▶ _Exercise 1_
Quote the stadium text from "Association football stadium" up to and including "capacity of 5,228.".
▶ _Exercise 2_
List every year mentioned in the History section of the stadium text.
▶ _Exercise 3_
Please carry on the text about the Ivan Laljak-Ivić Stadium from the point where it ends.

▶ _Reading text_
>>
Association football stadium in Zaprešić, Croatia

Ivan Laljak-Ivić Stadium (Stadion Ivan Laljak-Ivić) is a football stadium inside the sports complex ŠRC Zaprešić in Zaprešić, Croatia. The primary user of this stadium is a football club NK Inker Zaprešić. The stadium has a capacity of 5,228.

== History ==
The stadium was being built gradually. The first football pitch on the stadium's current location was opened back in 1962. In 1987, the larger eastern stand was built in order to fulfill the needs of Summer Universiade held that same year. In 2005, after NK Inter Zaprešić finished runners-up in Croatian First Football league, the stadium received the new floodlights. In 2016 the city of Zaprešić decided to rebuild the adjacent training grounds inside the complex. For this purpose the brand new artificial turf pitch was built, while smaller, already existing artificial turf pitch was renovated. In May 2018, reconstruction of main football pitch started. This includes: implementation of new ground drainage, ground heating system and installation of new hybrid grass. On December 14, 2019 an assembly of Inter Zaprešić was held to commemorate 90 years of the club. The assembly decided to rename ŠRC Zaprešić to Ivan Laljak-Ivić stadium in honour of their late president. Under the guidance of Laljak-Ivić Inter entered the First League of Croatia and achieved their greatest success, winning the Croatian cup.
<<
▶ _Information shown_
>>
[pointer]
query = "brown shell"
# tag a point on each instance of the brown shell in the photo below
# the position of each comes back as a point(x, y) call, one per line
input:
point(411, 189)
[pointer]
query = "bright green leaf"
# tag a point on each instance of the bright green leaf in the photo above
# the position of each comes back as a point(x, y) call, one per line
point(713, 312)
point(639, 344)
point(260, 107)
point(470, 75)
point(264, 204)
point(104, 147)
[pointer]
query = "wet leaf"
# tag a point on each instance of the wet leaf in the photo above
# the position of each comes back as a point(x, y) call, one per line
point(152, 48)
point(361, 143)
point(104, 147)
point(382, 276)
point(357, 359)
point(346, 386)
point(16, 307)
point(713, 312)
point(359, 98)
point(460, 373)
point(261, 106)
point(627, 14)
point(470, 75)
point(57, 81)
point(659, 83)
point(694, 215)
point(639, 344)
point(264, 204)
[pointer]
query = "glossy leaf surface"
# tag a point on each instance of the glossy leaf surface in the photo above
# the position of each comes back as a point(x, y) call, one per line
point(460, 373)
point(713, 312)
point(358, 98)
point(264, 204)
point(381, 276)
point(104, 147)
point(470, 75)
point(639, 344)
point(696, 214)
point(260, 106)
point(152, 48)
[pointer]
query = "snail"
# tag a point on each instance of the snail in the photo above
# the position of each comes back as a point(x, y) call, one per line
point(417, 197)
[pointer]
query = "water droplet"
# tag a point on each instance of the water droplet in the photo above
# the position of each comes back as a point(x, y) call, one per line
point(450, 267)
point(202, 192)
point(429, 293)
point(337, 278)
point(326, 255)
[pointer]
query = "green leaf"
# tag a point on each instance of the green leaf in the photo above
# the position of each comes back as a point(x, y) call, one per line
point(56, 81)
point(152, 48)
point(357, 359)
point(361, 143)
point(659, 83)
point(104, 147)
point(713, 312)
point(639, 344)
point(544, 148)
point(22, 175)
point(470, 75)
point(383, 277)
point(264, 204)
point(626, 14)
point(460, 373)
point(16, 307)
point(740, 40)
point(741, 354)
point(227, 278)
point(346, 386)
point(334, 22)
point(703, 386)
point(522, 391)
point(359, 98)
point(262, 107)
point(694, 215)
<<
▶ _Answer section 1_
Association football stadium in Zaprešić, Croatia

Ivan Laljak-Ivić Stadium (Stadion Ivan Laljak-Ivić) is a football stadium inside the sports complex ŠRC Zaprešić in Zaprešić, Croatia. The primary user of this stadium is a football club NK Inker Zaprešić. The stadium has a capacity of 5,228.

▶ _Answer section 2_
1962, 1987, 2005, 2016, 2018, 2019

▶ _Answer section 3_
== Other assets inside the complex ==
Except for football purposed facilities, inside the complex there is: a multi-functional hall used by various local sport clubs, University of Applied Sciences Zaprešić, along with its accompanying facilities such as the library and student cafeteria, several cafe shops, civic associations and a Novi Dvori restaurant.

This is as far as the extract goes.